Exercise requirements: Look through the material below and copy exactly the lines from the line with "Could you indicate the cardboard" to the line with "Could you indicate the label", those two lines included.

Data provided:

================

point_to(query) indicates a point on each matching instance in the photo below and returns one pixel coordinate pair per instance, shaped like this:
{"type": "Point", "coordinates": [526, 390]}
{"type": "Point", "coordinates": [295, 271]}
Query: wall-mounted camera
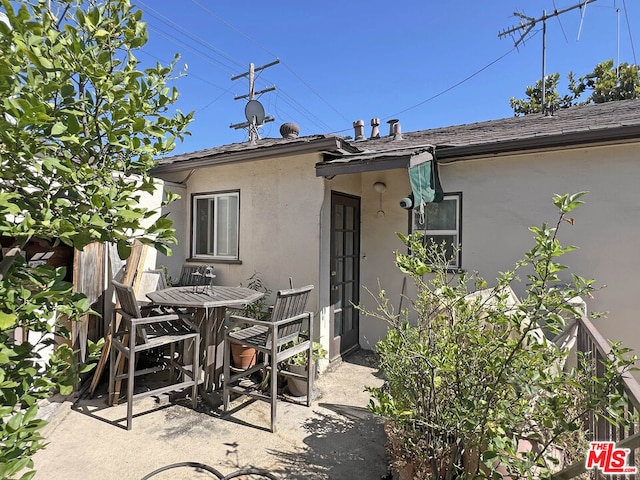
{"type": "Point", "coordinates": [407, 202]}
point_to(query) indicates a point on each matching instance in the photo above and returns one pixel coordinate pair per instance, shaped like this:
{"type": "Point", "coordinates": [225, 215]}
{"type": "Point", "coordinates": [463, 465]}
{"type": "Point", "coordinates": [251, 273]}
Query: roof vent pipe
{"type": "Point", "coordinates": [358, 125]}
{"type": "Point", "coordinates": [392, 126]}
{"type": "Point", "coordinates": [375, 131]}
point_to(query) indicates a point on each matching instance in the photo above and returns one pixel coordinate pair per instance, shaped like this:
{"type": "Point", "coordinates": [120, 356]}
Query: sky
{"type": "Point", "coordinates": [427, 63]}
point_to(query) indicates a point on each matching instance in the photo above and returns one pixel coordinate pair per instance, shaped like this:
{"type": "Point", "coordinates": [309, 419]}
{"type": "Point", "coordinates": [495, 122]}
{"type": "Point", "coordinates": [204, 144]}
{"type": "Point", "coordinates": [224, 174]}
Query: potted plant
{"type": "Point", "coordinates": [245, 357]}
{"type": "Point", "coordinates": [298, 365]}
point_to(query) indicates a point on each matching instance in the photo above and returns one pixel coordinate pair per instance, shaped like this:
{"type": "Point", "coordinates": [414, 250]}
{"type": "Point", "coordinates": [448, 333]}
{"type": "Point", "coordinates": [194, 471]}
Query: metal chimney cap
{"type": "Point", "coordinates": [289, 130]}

================

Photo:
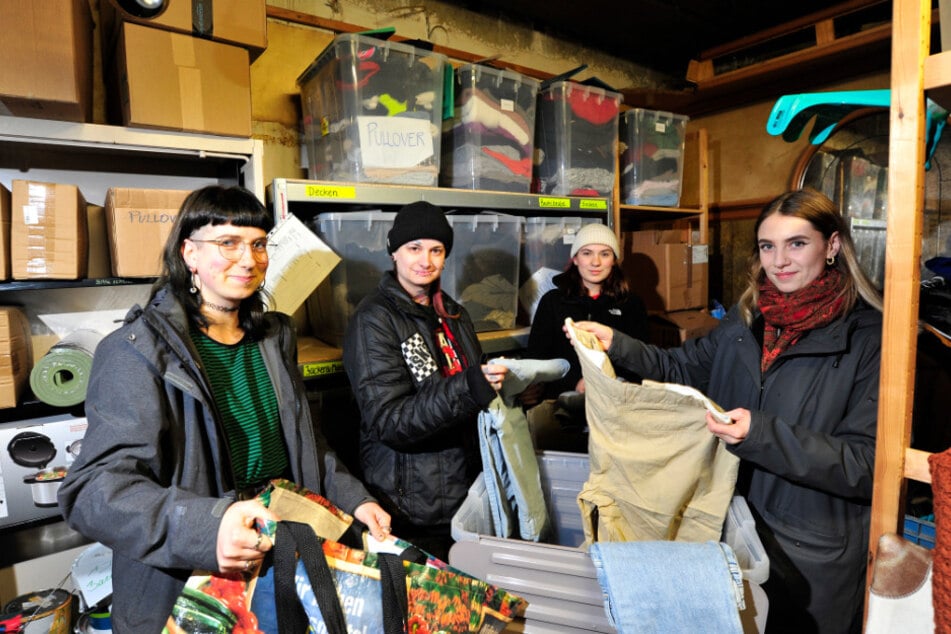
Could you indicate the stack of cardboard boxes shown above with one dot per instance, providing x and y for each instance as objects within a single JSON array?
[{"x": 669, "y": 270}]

================

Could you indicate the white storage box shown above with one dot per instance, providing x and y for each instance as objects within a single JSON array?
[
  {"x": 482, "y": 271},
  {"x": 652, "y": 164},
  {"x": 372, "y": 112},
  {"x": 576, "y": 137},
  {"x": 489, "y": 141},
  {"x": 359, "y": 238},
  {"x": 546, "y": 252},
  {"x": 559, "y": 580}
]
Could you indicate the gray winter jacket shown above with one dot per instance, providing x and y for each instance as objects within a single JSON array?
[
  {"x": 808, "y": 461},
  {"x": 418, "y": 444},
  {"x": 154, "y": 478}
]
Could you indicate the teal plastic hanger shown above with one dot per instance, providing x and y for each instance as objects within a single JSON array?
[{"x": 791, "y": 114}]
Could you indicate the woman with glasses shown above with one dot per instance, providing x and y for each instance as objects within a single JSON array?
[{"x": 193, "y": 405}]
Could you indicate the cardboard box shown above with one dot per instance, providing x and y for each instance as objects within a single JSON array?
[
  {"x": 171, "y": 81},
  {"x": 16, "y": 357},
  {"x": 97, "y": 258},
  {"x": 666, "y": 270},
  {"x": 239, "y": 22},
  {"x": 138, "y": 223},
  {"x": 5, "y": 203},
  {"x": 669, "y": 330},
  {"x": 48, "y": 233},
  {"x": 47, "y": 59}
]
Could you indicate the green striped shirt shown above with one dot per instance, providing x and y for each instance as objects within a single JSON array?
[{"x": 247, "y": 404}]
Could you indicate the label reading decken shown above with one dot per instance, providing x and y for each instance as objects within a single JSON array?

================

Worked solution:
Could you indicate the cardboard box shown above with one dot per instance, providing x and y for each instance as objects within a single JSON array?
[
  {"x": 171, "y": 81},
  {"x": 16, "y": 357},
  {"x": 97, "y": 258},
  {"x": 666, "y": 270},
  {"x": 239, "y": 22},
  {"x": 138, "y": 223},
  {"x": 5, "y": 203},
  {"x": 669, "y": 330},
  {"x": 48, "y": 233},
  {"x": 47, "y": 59}
]
Could you indicate the green striped shirt shown above with one dot per instance, providing x and y for each instance as objects within a single JSON array?
[{"x": 247, "y": 404}]
Could you indicate the label reading decken shown above with one dot per instance, providing x and y for each instance as objects within a single JSON array?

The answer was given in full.